_EXERCISE BRIEF:_
Extract every line of the listing below that contains the string "large".
## Begin
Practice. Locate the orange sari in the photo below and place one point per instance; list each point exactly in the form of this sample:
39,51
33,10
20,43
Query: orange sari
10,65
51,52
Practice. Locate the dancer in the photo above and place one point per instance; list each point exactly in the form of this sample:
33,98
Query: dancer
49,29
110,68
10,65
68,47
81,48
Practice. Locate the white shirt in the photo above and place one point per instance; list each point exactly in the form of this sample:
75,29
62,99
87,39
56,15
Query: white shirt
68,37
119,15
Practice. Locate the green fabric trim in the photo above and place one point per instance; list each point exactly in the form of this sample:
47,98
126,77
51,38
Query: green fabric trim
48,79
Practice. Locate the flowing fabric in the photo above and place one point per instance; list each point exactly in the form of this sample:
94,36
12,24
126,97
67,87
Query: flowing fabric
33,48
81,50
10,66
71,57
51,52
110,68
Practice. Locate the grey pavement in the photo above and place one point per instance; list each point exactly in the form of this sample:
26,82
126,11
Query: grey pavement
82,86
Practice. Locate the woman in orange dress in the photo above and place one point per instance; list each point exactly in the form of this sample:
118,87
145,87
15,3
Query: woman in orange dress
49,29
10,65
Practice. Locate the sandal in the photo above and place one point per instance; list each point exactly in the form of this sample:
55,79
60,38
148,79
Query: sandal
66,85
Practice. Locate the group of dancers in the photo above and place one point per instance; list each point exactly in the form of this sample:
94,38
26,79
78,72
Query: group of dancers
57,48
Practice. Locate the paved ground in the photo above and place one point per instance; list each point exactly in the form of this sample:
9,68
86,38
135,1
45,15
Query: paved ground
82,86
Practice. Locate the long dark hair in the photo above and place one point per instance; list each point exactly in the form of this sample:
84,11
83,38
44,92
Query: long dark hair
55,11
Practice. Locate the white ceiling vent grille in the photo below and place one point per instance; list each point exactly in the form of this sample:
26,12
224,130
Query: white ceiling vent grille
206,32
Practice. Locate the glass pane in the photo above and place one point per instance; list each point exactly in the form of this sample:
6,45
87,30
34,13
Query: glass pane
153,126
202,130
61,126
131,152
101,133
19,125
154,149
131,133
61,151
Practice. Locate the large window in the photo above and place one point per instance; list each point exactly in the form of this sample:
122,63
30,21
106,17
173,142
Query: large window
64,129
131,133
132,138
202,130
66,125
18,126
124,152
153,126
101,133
## End
## Begin
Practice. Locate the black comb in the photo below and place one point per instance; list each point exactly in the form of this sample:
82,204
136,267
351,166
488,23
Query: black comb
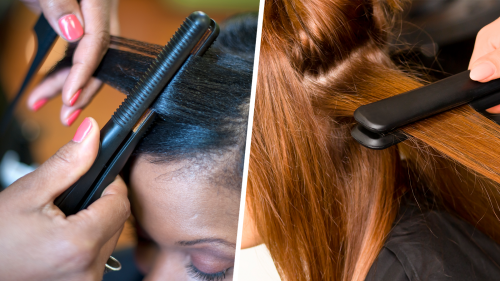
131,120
## End
_EXERCISE ANSWER:_
Practice. Locate the large window in the photo above and place one point per instance; list each point exactly in the form of this sample:
Query: large window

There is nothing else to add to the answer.